### Extrait
◆ ◆ ◆ ◆
La NASA et l'ESA sont à la tête de la défense planétaire, un domaine que l'OTAN n'envisage pas encore

L'impact sur la Terre d'un astéroïde provenant de l'espace lointain représente un risque réel. Si cela se produisait, et en fonction de sa taille, les dégâts causés à la planète pourraient être catastrophiques et provoquer des extinctions massives et modifier les conditions de vie, comme cela s'est déjà produit dans un passé lointain et comme en témoignent les traces existantes sur notre planète bleue.
Heureusement, la collision d'un corps céleste avec la Terre est « la seule catastrophe naturelle que nous pouvons éviter aujourd'hui ». C'est ce qu'affirme le scientifique responsable des principaux programmes de défense planétaire de l'Agence spatiale européenne (ESA), l'Allemand Michael Kueppers, qui travaille au Centre européen d'astronomie spatiale (ESAC) situé à Villanueva de la Cañada, près de Madrid.
◆ ◆ ◆ ◆
### Exercice proposé 1
D'après l'article sur la défense planétaire, où travaille Michael Kueppers ?
### Exercice proposé 2
Prolongez l'article sur la défense planétaire à partir de sa dernière phrase.
◆ ◆ ◆ ◆
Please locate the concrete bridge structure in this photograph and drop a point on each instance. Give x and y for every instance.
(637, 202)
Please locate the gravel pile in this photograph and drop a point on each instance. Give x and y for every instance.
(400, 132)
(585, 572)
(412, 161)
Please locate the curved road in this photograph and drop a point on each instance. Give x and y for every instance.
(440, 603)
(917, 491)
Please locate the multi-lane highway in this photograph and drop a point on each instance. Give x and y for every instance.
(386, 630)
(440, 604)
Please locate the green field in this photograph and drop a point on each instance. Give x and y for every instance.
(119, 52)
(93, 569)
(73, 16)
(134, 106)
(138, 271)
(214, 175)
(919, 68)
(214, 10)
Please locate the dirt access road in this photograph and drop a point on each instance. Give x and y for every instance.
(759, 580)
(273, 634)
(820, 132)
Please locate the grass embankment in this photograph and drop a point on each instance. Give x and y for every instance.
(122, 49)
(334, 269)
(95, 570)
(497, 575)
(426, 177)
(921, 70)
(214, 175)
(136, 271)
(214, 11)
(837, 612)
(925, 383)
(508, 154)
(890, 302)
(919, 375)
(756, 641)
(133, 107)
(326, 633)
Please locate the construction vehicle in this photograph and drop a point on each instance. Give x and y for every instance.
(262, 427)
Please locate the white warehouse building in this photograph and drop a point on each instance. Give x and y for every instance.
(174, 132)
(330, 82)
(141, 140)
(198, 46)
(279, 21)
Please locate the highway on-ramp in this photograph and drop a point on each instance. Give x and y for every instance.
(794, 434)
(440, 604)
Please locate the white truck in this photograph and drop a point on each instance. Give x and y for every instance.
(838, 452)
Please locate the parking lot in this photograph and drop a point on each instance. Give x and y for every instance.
◆ ◆ ◆ ◆
### Résultat 1
Au Centre européen d'astronomie spatiale (ESAC), situé à Villanueva de la Cañada, près de Madrid.

### Résultat 2
L'OTAN et de nombreuses forces armées des nations alliées, dont l'Espagne, ont mis en place des centres de surveillance de l'espace extra-atmosphérique. Depuis le 20 novembre 2019, l'Alliance atlantique considère l'espace extra-atmosphérique comme un domaine opérationnel, à l'instar des domaines terrestre, maritime, aérien et cybernétique.

Cependant, la sécurité globale de notre environnement spatial, aujourd'hui connue sous le nom de défense planétaire, n'est pas soumise au contrôle militaire, et encore moins à la protection du bouclier de l'OTAN. Elle relève de la compétence des agences spatiales et des organisations de coordination créées ad hoc, telles que le Réseau international d'alerte aux astéroïdes (IAWN) et le Groupe consultatif pour la planification des missions spatiales (SMPAG), tous deux relevant de l'ONU.
En effet, les préoccupations militaires se concentrent sur la détection et le suivi du tir, du vol et de la rentrée dans l'atmosphère des missiles balistiques intercontinentaux et hypersoniques dans les différentes couches de l'atmosphère terrestre. Elles visent également à connaître ce qui se passe dans les orbites basses, en particulier à partir de 450-500 kilomètres, où se trouvent la plupart des satellites espions. Et dans les orbites moyennes, au-dessus de 5 000 kilomètres, occupées par les engins de navigation. Jusqu'à l'orbite géostationnaire, qui atteint 36 000 kilomètres, altitude à laquelle se trouvent de nombreux satellites de communication.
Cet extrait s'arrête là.